[Dataset]
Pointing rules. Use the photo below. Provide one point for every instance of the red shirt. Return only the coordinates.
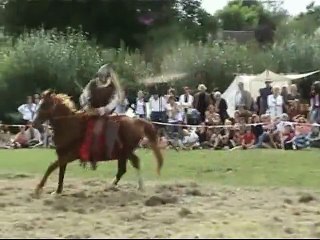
(248, 138)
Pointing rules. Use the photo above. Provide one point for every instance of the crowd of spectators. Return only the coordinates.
(276, 119)
(27, 136)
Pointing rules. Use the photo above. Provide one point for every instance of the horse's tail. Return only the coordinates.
(151, 133)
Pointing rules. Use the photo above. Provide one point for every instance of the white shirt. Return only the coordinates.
(140, 104)
(238, 98)
(27, 111)
(177, 116)
(158, 105)
(275, 105)
(121, 107)
(189, 102)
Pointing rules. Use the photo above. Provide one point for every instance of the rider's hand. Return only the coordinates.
(101, 111)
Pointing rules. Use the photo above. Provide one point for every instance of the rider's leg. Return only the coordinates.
(98, 127)
(111, 136)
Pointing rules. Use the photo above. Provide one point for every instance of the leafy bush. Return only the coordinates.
(51, 59)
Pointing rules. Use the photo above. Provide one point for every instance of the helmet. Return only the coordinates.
(105, 71)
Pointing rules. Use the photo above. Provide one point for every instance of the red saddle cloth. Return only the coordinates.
(85, 149)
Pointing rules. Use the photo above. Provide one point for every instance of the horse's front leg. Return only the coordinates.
(122, 168)
(62, 171)
(53, 166)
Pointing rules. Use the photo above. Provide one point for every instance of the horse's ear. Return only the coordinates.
(48, 93)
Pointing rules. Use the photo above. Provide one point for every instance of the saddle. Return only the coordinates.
(101, 144)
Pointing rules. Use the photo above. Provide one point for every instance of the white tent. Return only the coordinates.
(253, 83)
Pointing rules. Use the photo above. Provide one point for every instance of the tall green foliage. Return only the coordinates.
(51, 59)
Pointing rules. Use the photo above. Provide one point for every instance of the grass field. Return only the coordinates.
(238, 168)
(241, 194)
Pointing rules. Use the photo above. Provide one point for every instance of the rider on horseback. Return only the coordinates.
(99, 98)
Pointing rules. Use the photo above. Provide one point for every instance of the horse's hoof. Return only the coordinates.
(55, 194)
(37, 192)
(112, 188)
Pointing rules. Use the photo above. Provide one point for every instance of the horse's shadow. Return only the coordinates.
(93, 199)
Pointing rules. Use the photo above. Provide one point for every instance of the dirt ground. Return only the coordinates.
(170, 210)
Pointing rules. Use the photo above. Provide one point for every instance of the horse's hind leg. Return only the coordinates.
(53, 166)
(62, 171)
(135, 162)
(122, 168)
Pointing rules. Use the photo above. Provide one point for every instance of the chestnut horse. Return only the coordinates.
(69, 126)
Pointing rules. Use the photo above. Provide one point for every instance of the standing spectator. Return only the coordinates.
(186, 101)
(140, 108)
(175, 115)
(275, 103)
(257, 129)
(36, 101)
(158, 108)
(264, 93)
(122, 105)
(294, 94)
(243, 97)
(201, 101)
(27, 110)
(285, 94)
(220, 106)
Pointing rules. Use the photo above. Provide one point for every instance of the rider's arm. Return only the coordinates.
(85, 96)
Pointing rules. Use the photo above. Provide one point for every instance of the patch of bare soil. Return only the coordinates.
(163, 211)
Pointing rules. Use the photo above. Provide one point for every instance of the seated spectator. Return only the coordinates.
(27, 110)
(186, 101)
(140, 106)
(314, 136)
(287, 137)
(202, 134)
(33, 136)
(190, 139)
(21, 139)
(211, 117)
(247, 139)
(243, 113)
(236, 117)
(301, 139)
(293, 109)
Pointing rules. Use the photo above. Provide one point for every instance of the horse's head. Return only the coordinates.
(53, 106)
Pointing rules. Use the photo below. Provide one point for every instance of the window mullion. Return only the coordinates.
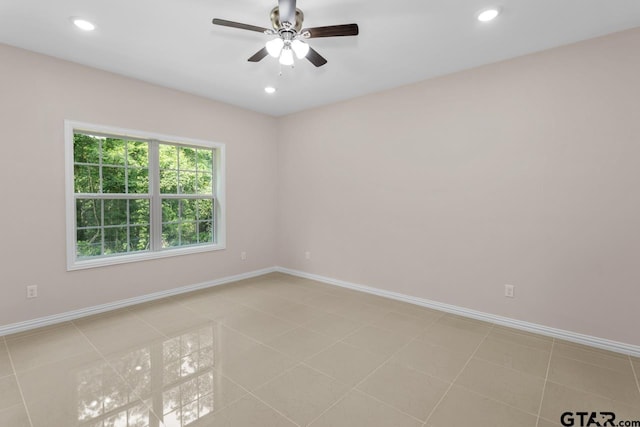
(154, 189)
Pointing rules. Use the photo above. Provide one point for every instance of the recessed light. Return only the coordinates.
(488, 15)
(83, 24)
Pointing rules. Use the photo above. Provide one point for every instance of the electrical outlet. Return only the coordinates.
(32, 291)
(508, 291)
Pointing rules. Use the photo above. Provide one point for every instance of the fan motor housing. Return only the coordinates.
(275, 19)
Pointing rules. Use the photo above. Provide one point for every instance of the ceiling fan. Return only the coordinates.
(287, 20)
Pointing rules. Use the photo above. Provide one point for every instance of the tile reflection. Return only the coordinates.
(168, 383)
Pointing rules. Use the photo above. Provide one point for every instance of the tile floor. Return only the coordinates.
(283, 351)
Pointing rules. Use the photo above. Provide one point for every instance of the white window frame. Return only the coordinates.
(219, 196)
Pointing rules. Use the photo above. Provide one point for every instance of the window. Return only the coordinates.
(134, 195)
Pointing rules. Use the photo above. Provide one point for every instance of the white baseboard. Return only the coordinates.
(76, 314)
(589, 340)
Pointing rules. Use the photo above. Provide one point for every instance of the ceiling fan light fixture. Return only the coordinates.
(300, 48)
(286, 57)
(274, 47)
(488, 14)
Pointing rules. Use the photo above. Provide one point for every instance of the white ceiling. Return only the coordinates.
(173, 43)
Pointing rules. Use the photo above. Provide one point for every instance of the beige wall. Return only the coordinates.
(524, 172)
(37, 93)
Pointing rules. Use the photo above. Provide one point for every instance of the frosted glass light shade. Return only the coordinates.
(274, 47)
(300, 48)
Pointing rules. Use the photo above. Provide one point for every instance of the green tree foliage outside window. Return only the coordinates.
(114, 203)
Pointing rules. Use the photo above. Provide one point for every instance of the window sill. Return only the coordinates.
(143, 256)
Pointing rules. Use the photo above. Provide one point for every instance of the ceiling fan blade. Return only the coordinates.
(259, 55)
(315, 58)
(333, 31)
(239, 25)
(287, 10)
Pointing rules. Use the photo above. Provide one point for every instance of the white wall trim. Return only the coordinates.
(83, 312)
(589, 340)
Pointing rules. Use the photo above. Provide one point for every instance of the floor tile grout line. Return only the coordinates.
(509, 368)
(255, 396)
(354, 387)
(592, 364)
(457, 376)
(122, 378)
(496, 400)
(546, 380)
(13, 368)
(506, 340)
(635, 373)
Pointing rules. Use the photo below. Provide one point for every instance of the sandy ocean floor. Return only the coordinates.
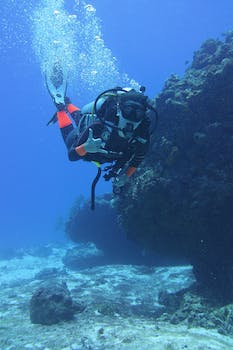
(121, 308)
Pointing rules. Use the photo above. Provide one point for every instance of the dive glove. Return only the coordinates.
(93, 145)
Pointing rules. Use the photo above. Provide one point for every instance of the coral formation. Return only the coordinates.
(181, 200)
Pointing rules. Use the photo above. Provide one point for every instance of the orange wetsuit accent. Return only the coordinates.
(130, 171)
(80, 150)
(72, 108)
(63, 119)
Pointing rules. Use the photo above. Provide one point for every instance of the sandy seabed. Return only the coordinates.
(93, 329)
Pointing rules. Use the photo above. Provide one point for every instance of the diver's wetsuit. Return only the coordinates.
(119, 148)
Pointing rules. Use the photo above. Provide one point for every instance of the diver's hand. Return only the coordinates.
(93, 145)
(120, 181)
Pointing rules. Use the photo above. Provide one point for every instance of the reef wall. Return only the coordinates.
(180, 202)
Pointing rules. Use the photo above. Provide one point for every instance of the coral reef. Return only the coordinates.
(181, 199)
(52, 303)
(104, 231)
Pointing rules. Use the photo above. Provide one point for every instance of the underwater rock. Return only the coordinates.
(180, 203)
(52, 303)
(104, 231)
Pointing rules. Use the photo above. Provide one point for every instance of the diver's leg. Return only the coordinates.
(73, 110)
(65, 125)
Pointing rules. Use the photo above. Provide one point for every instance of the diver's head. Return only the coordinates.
(130, 115)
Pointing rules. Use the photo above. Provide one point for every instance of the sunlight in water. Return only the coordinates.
(75, 40)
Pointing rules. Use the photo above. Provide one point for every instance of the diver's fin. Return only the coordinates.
(53, 120)
(56, 82)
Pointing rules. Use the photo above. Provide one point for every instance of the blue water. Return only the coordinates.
(150, 39)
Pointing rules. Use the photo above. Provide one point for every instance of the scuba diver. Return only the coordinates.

[Task statement]
Rewrite all of the material above, replacing "every instance" with "each instance" and leaving everything else unchanged. Leave the pictures out of your version.

[Worked answer]
Pointing rules. Use the photo below. Provide one point for each instance of the red shirt. Return only the coordinates.
(248, 138)
Pointing rules. Use the photo above. Provide one point for each instance of the crowd of spectators. Return only the coordinates.
(276, 119)
(27, 136)
Pointing rules. Use the photo above. Provide one point for each instance of the horse's tail. Return only the coordinates.
(151, 133)
Pointing rules. Use the photo above. Provide one point for each instance of the white shirt. Return only the coordinates.
(140, 104)
(238, 98)
(27, 111)
(177, 116)
(158, 105)
(275, 105)
(121, 107)
(189, 102)
Pointing rules. Use the photo above. Provide one point for each instance of the rider's hand. Return only the coordinates.
(101, 111)
Pointing rules. Use the photo above. Provide one point for each instance of the rider's leg. Return only the coordinates.
(98, 127)
(111, 136)
Pointing rules. Use the photo above. Provide one point for each instance of the leafy bush. Return only the coordinates.
(51, 59)
Pointing rules. Use the photo above. Provide one point for each instance of the helmet. Return only the coordinates.
(105, 71)
Pointing rules. Use the photo above. Provide one point for each instance of the red saddle cloth. Return only the coordinates.
(85, 149)
Pointing rules. Use the photo above. Provide one point for each instance of the horse's front leg. Return only the coordinates.
(122, 168)
(62, 171)
(53, 166)
Pointing rules. Use the photo above. Provide one point for each instance of the horse's ear. Return only the coordinates.
(48, 93)
Pointing rules. Use the photo above. Provide one point for each instance of the saddle. Return only the coordinates.
(101, 144)
Pointing rules. Use the photo above. Provide one point for each instance of the white tent. Return only the coordinates.
(253, 83)
Pointing rules. Use the photo above. Provide one point for each instance of the tall green foliage. Return only the coordinates.
(51, 59)
Pointing rules. Use the photo above. Provide one point for each instance of the grass field. Return only the coordinates.
(238, 168)
(241, 194)
Pointing rules. Use the photo above. Provide one point for each instance of the rider on horseback. Return only the coordinates.
(99, 98)
Pointing rules. Use the photo above. Provide one point for each instance of the horse's hoof. Return only the coordinates.
(55, 194)
(37, 192)
(112, 188)
Pointing rules. Use the photo above. Provide one point for each instance of the horse's shadow. Return only the coordinates.
(93, 199)
Pointing rules. Use the photo above. Provide one point for each instance of the dirt ground. Return only the coordinates.
(170, 210)
Pointing rules. Use the photo above. Provide one point for each instance of the horse's hind leg. Return only the coordinates.
(53, 166)
(62, 171)
(135, 162)
(122, 168)
Pointing rules. Use the photo above. Provide one point for each instance of the chestnut horse. Return only the coordinates.
(69, 126)
Pointing rules. Use the photo above. Provide one point for each instance of the standing spectator. Return only the coordinates.
(186, 101)
(140, 108)
(175, 115)
(275, 103)
(257, 129)
(36, 101)
(158, 108)
(264, 93)
(122, 105)
(294, 94)
(243, 97)
(201, 101)
(27, 110)
(285, 94)
(220, 106)
Pointing rules. Use the photo above. Provide one point for each instance of the rider's arm. Return only the coordinates.
(85, 96)
Pointing rules. Use the photo above. Provide one point for each instance of the patch of bare soil. Return only the coordinates.
(163, 211)
Pointing rules. Use the photo above. Provide one point for each instance of the seated spectator. Return only the coordinates.
(27, 110)
(186, 101)
(140, 106)
(314, 136)
(287, 137)
(202, 134)
(33, 136)
(190, 139)
(21, 139)
(211, 117)
(247, 139)
(243, 113)
(236, 117)
(301, 139)
(293, 109)
Pointing rules. Use the photo above. Provide one point for each instance of the horse's head. Return only the coordinates.
(53, 106)
Pointing rules. Use the photo below. Provide one point for each instance of the window mullion. Return only the coordinates.
(154, 189)
Pointing rules. Use the photo above. Provide one point for each instance of the recessed light. Return only the coordinates.
(488, 15)
(83, 24)
Pointing rules. Use the photo above. Provide one point for each instance of the electrical outlet. Return only the coordinates.
(32, 291)
(508, 291)
Pointing rules. Use the photo above. Provide one point for each instance of the fan motor housing. Return only the coordinates.
(275, 19)
Pointing rules. Use the photo above. Provide one point for each instance of the ceiling fan. Return only the coordinates.
(287, 20)
Pointing rules. Use the photo above. Provide one point for each instance of the tile reflection. Return only the coordinates.
(168, 383)
Pointing rules. Use the photo above. Provide one point for each instance of the tile floor. Return only the coordinates.
(283, 351)
Pointing rules. Use the photo above. Provide one point for each instance of the white window frame. Return only the coordinates.
(219, 196)
Pointing rules. Use the photo above. Provide one point for each instance of the window. Return only the coordinates.
(134, 195)
Pointing rules. Use the photo above. Provide one point for each instance of the white baseboard. Return only the coordinates.
(76, 314)
(589, 340)
Pointing rules. Use the photo above. Provide one point for each instance of the ceiling fan light fixture. Return only the coordinates.
(300, 48)
(286, 57)
(274, 47)
(488, 14)
Pointing rules. Use the photo above. Provide one point for each instance of the white ceiling. Return only the coordinates.
(173, 43)
Pointing rules. Use the photo above. Provide one point for each instance of the beige wall. Return only the coordinates.
(524, 172)
(37, 93)
Pointing rules. Use the photo above. Provide one point for each instance of the frosted glass light shade. Return only the coordinates.
(274, 47)
(300, 48)
Pointing rules. Use the photo above. Provide one point for each instance of the green tree foliage outside window. Return only the coordinates.
(114, 203)
Pointing rules. Use the photo above. Provide one point for each instance of the window sill. Return only the coordinates.
(143, 256)
Pointing rules. Use the photo above. Provide one point for each instance of the ceiling fan blade. Return only the coordinates.
(259, 55)
(315, 58)
(333, 31)
(239, 25)
(287, 10)
Pointing rules. Use the photo above. Provide one point for each instance of the white wall trim. Return only the coordinates.
(83, 312)
(589, 340)
Pointing rules. Use the photo above. Provide one point for each instance of the floor tile grout line. Return only the coordinates.
(509, 368)
(255, 396)
(354, 387)
(592, 364)
(457, 376)
(122, 378)
(496, 400)
(546, 380)
(13, 368)
(506, 340)
(635, 373)
Pointing rules. Use the photo below. Provide one point for each instance of the sandy ocean floor. Return only the coordinates.
(121, 308)
Pointing rules. Use the photo above. Provide one point for each instance of the dive glove. Return only the coordinates.
(93, 145)
Pointing rules. Use the photo above. Provide one point for each instance of the coral formation. Return only the coordinates.
(181, 200)
Pointing rules. Use the photo above. Provide one point for each instance of the orange wetsuit accent. Return only the coordinates.
(130, 171)
(80, 150)
(72, 108)
(63, 119)
Pointing rules. Use the photo above. Provide one point for each instance of the sandy seabed. Return only the coordinates.
(93, 329)
Pointing rules. Use the photo above. Provide one point for each instance of the diver's wetsuit. Return only the coordinates.
(119, 148)
Pointing rules. Use the photo above. Provide one point for each instance of the diver's hand. Return only the coordinates.
(93, 145)
(120, 181)
Pointing rules. Use the photo above. Provide one point for each instance of the reef wall. Return only the coordinates.
(180, 202)
Pointing rules. Use the photo above. Provide one point for each instance of the coral reef. Return only the coordinates.
(181, 199)
(52, 303)
(104, 231)
Pointing rules. Use the photo above. Provide one point for each instance of the underwater rock. Return only the coordinates.
(180, 203)
(52, 303)
(104, 231)
Pointing rules. Use the photo above. Provide one point for each instance of the diver's leg. Return only the coordinates.
(73, 110)
(65, 125)
Pointing rules. Use the photo above. Provide one point for each instance of the diver's head. Return only the coordinates.
(130, 115)
Pointing rules. Use the photo above. Provide one point for each instance of the sunlight in water. Return only the coordinates.
(75, 40)
Pointing rules. Use the photo above. Provide one point for each instance of the diver's fin. Return only the coordinates.
(53, 120)
(56, 82)
Pointing rules. Use the photo above. Provide one point for each instance of the blue water. Return only the coordinates.
(150, 39)
Pointing rules. Use the photo above. Provide one point for each instance of the scuba diver. Return only the coordinates.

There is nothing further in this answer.